## DIRECTION:
Gather every line in the items below that contains the string "grey", and copy each one in full. Matching is case-sensitive.

— begin MATERIAL FOR THIS EXERCISE —

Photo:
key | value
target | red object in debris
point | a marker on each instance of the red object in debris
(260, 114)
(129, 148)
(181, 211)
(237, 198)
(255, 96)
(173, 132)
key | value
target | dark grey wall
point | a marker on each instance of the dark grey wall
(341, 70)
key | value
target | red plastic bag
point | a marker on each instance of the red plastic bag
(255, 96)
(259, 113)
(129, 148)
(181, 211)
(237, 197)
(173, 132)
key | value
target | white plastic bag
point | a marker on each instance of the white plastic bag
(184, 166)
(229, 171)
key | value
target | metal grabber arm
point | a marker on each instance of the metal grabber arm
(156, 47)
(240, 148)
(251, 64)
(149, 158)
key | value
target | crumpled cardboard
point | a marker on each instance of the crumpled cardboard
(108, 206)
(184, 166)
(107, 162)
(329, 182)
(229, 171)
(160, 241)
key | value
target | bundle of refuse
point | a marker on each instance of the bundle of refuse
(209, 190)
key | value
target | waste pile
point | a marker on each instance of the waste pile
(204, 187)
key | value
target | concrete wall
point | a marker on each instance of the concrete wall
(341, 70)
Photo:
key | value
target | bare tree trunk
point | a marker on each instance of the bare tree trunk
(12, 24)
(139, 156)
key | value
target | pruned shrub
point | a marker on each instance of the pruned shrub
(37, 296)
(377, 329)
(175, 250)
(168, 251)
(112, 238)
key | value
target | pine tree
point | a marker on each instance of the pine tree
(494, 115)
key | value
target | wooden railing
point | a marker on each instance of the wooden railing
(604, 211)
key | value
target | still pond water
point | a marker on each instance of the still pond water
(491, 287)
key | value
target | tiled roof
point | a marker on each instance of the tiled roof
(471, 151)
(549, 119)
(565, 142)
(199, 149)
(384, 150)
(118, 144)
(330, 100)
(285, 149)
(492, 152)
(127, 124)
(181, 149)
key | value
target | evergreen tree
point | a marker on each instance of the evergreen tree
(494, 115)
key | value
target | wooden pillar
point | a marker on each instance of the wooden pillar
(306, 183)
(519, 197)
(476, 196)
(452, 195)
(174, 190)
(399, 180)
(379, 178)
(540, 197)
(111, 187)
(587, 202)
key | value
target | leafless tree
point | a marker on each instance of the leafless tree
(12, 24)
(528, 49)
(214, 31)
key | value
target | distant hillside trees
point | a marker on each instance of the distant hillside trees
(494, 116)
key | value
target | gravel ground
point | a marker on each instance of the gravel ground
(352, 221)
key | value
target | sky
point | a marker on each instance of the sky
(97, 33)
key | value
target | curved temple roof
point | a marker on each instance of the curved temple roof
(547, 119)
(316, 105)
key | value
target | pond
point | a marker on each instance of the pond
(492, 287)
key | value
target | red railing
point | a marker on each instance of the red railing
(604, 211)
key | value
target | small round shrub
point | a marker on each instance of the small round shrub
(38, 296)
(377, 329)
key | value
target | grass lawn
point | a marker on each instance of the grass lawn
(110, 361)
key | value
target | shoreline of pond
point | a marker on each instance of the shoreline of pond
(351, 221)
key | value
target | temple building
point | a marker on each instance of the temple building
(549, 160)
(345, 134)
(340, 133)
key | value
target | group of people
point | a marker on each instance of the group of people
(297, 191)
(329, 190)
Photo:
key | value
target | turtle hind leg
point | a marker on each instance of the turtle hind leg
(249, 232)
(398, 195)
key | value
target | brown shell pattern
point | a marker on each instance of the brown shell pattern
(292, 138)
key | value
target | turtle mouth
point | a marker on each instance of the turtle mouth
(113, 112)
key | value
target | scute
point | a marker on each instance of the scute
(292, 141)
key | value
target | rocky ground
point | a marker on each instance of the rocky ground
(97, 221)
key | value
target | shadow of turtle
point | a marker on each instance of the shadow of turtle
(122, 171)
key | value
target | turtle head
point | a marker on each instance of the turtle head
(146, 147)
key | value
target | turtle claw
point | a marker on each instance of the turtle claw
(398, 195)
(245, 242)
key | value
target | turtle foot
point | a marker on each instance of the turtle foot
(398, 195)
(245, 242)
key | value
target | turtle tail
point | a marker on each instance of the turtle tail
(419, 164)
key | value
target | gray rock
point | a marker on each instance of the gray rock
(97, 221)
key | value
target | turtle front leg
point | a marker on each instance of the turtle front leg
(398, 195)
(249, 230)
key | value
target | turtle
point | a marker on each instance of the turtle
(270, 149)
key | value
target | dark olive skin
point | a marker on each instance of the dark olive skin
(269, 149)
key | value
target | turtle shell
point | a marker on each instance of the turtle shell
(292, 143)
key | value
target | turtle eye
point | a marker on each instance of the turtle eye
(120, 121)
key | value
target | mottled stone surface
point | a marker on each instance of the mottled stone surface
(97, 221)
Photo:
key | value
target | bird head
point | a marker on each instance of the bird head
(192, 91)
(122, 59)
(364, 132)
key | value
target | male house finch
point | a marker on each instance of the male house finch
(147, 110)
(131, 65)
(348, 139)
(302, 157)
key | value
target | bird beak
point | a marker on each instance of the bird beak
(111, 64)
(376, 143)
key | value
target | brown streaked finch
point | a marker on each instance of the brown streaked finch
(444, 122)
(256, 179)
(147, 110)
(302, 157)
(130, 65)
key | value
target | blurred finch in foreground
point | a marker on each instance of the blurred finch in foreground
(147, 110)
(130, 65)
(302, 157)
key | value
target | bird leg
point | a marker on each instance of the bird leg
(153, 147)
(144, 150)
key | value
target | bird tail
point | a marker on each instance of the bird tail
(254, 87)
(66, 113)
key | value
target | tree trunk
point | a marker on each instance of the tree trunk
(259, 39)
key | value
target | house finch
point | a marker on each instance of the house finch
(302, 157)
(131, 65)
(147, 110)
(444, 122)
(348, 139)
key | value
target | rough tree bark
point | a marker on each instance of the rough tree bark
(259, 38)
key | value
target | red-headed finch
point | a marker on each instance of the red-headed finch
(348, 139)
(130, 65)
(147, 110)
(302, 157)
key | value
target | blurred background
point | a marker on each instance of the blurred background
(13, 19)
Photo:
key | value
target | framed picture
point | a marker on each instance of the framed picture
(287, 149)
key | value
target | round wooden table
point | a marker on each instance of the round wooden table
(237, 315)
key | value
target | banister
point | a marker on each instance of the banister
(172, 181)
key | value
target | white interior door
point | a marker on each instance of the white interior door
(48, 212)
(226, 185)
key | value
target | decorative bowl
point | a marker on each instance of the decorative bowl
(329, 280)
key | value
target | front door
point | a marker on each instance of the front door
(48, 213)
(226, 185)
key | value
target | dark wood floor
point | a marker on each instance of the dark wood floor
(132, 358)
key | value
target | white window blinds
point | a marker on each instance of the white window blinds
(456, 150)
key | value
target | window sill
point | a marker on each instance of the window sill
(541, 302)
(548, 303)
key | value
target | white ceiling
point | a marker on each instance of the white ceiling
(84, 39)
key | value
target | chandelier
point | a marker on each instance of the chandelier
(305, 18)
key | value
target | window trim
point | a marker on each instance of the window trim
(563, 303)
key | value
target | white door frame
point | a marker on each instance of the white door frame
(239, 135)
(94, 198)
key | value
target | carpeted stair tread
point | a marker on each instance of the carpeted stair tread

— end MATERIAL FOR THIS EXERCISE —
— begin MATERIAL FOR THIS EXERCISE —

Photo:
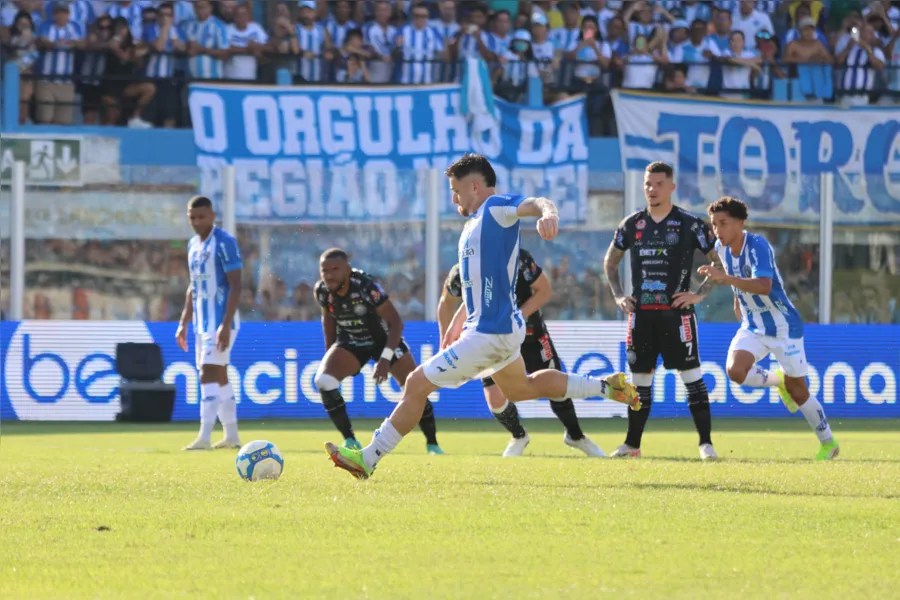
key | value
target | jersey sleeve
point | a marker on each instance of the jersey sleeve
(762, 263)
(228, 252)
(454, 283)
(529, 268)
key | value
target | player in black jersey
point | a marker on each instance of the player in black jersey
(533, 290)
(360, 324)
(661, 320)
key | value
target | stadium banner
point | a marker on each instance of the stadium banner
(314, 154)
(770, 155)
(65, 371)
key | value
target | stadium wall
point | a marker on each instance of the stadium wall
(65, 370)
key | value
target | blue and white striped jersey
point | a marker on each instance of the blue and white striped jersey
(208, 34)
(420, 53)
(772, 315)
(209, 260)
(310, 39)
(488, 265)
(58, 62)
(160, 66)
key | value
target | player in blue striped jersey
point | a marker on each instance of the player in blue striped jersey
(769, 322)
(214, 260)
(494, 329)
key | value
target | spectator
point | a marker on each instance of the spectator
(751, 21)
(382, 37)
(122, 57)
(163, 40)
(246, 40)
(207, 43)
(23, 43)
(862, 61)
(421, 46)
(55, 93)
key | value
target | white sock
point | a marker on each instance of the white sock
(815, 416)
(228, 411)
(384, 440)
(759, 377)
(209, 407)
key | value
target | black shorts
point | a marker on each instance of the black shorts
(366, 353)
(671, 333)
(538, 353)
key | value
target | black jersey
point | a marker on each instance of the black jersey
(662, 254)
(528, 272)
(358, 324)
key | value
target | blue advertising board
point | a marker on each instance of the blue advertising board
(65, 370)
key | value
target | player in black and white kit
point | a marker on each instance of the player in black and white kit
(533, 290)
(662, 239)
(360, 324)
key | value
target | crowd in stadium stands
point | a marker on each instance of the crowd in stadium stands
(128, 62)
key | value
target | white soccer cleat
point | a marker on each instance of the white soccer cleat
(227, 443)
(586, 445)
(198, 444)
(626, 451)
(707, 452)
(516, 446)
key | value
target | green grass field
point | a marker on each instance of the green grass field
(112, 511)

— end MATERIAL FOR THIS EXERCISE —

## TASK SOLUTION:
target | dark grey wall
point | a marker on each instance of the dark grey wall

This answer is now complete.